In the Yale Daily News article on the provost's faculty address, how long will paid family leave for managerial and professional staff be starting in January 2022?

Passage for review:
• • • • •
Yale Daily News

Yale will commit to expanding the size of the Faculty of Arts & Sciences and increasing faculty salaries, University Provost Scott Strobel said in a faculty-wide meeting Thursday.

Each year, the University Provost — Yale’s chief educational and budget officer after University President Peter Salovey — gives an address to faculty at the invitation of Dean of the Faculty of Arts & Sciences Tamar Gendler. At Strobel’s third address since assuming the role of provost in 2020, he summarized the year’s budget priorities, emphasizing closing the gap between Yale’s FAS size and salaries and those of its peer institutions. The message caps off a slew of spending commitments the University has made in recent weeks.

This is not the first time that Yale has promised to increase its faculty size — Strobel made the same commitment at an April 2021 FAS Senate meeting. He also acknowledged while attending his first FAS Senate meeting as provost in January 2020 that compensation for Yale faculty had fallen below that of the University’s peers. Thursday’s address, however, marked the first time in recent years that Yale has committed to reaching 700 faculty members — a goal first set in 2008 — and to increasing faculty pay.

Strobel also announced that the University is on track to allocate a total of $13 million to pandemic-era childcare benefits to support working families, and that it will, beginning next year, offer a new childcare stipend for certain faculty, staff and postdoctoral associates and fellows. He also promised that new details about childcare, including support for PhD students, would be announced in the coming weeks. 

Managerial and professional staff will also see paid family leave extended from four to eight weeks starting in January 2022. Also beginning next year, those staff members will no longer be required to use their sick days for taking short-term disability leave.

Faculty members expressed excitement about many of the spending initiatives, and in particular the plans to invest in faculty. Professor of economics John Geanakoplos said that Yale has an “extraordinary” opportunity to dramatically increase the number of faculty as well as their average salaries. 

“I hope that they follow through and do something really bold,” Geanakoplos said. “[Strobel] could go down in Yale history as a transformative figure if he marshals the resources in the right way.”
• • • • •
Recorded data:
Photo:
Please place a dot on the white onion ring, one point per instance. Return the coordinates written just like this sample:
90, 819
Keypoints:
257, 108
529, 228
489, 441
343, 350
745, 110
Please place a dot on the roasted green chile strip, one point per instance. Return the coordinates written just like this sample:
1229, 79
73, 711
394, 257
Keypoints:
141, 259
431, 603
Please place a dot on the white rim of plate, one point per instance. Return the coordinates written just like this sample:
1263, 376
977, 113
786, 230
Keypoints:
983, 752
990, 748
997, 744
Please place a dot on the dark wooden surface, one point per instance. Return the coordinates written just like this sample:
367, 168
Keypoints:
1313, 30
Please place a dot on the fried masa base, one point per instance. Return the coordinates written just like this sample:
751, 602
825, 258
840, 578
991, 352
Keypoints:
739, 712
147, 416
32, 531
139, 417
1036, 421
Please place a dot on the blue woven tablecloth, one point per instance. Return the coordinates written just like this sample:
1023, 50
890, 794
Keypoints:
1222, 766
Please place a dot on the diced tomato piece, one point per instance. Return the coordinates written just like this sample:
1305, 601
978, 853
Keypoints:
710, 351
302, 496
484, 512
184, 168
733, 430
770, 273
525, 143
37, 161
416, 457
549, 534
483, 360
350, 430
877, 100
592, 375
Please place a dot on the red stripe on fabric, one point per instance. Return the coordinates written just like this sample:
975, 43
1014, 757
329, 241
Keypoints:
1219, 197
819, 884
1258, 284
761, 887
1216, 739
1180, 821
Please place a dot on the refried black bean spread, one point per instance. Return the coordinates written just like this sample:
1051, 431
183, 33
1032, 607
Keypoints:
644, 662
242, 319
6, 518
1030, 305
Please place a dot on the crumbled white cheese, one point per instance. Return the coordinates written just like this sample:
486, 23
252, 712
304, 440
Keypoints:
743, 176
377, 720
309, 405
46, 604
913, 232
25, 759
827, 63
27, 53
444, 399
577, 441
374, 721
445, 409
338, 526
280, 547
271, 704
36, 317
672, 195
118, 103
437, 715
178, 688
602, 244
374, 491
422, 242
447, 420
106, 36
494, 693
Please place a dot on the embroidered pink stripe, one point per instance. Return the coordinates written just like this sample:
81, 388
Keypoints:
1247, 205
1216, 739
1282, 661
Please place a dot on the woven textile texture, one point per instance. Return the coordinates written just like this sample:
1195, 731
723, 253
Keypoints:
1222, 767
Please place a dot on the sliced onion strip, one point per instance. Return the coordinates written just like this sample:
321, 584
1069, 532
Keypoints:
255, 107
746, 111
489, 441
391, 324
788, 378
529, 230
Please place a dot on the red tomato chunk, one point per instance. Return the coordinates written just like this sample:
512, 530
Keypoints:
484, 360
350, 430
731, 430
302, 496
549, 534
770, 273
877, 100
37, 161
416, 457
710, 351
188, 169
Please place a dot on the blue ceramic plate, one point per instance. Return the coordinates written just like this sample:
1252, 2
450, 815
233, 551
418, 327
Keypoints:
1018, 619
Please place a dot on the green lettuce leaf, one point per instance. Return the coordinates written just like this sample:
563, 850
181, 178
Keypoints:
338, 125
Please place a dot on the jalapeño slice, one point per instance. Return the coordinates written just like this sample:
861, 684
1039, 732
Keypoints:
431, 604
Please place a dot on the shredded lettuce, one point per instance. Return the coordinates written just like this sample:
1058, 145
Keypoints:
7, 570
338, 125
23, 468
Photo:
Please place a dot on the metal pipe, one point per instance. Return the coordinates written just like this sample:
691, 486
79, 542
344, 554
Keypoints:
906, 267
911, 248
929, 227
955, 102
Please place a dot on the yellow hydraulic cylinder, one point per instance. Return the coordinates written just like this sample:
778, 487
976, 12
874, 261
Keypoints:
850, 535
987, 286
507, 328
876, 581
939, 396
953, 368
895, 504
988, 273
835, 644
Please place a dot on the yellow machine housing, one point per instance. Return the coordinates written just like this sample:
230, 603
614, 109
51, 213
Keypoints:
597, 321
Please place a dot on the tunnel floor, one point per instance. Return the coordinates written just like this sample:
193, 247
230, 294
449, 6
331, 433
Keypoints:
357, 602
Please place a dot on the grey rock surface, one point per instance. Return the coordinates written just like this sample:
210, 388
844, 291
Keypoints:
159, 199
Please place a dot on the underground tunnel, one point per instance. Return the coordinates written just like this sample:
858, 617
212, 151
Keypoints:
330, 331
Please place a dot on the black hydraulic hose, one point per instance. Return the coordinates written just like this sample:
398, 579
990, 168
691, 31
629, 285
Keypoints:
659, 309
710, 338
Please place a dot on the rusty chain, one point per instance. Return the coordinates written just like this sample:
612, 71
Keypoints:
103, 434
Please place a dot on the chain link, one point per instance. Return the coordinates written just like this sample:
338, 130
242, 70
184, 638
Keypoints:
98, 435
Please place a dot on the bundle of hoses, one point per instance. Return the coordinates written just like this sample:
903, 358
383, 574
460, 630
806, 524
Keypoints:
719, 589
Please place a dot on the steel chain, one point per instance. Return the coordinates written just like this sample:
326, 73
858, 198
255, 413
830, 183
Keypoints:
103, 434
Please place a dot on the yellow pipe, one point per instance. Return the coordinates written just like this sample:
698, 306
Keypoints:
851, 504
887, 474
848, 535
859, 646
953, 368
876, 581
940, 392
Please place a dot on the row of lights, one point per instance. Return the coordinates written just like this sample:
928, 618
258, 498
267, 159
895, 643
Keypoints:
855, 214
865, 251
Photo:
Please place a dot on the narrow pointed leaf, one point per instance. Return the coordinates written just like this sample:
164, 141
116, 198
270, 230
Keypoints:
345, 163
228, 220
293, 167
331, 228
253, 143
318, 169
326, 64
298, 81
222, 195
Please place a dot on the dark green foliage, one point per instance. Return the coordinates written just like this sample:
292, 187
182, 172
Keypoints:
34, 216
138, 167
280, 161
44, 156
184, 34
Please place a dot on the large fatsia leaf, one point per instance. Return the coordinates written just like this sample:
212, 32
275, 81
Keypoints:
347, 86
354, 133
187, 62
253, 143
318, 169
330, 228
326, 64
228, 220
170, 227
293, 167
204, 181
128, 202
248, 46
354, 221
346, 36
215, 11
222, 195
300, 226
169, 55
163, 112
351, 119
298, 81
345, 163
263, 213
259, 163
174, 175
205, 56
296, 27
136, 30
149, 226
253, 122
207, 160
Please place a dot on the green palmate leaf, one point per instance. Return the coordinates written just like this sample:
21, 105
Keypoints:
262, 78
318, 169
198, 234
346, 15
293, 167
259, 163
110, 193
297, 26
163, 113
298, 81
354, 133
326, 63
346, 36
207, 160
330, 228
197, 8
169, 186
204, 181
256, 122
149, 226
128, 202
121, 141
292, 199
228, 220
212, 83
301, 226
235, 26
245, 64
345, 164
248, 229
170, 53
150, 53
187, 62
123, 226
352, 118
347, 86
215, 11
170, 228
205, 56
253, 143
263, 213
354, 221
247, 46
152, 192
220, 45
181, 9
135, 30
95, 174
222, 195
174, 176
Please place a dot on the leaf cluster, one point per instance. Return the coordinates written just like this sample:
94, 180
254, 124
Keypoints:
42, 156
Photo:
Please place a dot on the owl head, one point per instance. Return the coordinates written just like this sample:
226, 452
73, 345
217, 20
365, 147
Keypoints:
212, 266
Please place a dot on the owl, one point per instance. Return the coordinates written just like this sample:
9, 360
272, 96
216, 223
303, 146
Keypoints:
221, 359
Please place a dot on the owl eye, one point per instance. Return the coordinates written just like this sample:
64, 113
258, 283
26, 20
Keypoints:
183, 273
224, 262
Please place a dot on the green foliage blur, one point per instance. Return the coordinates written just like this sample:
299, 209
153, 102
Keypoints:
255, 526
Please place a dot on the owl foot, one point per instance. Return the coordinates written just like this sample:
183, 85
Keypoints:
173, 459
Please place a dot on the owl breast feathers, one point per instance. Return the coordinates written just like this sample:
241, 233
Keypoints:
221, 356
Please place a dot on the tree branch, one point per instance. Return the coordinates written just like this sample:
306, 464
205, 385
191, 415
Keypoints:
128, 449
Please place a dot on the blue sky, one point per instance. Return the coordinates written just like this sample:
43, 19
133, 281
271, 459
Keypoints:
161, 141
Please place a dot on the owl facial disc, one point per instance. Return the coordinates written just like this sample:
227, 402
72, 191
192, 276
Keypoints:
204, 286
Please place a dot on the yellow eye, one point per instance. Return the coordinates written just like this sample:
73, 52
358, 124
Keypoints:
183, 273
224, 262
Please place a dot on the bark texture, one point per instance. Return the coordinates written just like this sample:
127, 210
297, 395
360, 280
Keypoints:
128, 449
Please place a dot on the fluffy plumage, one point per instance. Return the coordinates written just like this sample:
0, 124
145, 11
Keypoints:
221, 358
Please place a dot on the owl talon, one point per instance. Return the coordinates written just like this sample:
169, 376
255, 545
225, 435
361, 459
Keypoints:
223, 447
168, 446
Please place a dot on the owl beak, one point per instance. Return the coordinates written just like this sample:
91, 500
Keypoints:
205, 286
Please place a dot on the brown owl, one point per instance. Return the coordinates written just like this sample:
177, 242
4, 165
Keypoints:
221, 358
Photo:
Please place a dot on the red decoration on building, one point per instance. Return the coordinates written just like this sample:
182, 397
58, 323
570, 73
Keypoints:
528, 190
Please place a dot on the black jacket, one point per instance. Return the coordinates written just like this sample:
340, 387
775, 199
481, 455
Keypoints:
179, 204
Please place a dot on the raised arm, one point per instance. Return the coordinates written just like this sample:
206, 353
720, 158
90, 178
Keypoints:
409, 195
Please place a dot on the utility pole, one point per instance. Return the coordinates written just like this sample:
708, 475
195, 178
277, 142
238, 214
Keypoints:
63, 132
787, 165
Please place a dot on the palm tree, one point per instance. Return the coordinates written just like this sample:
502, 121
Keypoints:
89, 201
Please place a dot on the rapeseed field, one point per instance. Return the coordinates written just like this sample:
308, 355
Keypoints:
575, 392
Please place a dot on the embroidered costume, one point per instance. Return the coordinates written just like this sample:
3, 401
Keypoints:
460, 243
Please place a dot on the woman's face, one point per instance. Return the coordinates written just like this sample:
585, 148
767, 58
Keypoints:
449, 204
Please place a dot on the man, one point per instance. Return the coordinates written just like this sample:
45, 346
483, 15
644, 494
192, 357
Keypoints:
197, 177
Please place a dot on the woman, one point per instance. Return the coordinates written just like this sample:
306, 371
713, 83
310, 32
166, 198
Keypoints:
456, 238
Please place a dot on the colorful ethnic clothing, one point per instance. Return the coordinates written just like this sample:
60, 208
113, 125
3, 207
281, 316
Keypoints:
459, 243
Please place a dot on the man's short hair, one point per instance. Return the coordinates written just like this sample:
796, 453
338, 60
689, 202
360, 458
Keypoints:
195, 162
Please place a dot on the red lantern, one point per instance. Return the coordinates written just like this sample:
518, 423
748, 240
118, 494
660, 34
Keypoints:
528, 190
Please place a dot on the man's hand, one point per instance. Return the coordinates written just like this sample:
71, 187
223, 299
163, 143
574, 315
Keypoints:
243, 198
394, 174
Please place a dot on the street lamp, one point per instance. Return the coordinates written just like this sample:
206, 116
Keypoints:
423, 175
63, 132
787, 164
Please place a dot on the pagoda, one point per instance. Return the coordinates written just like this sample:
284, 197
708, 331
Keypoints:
• • • • •
Response area: Eight weeks, up from four.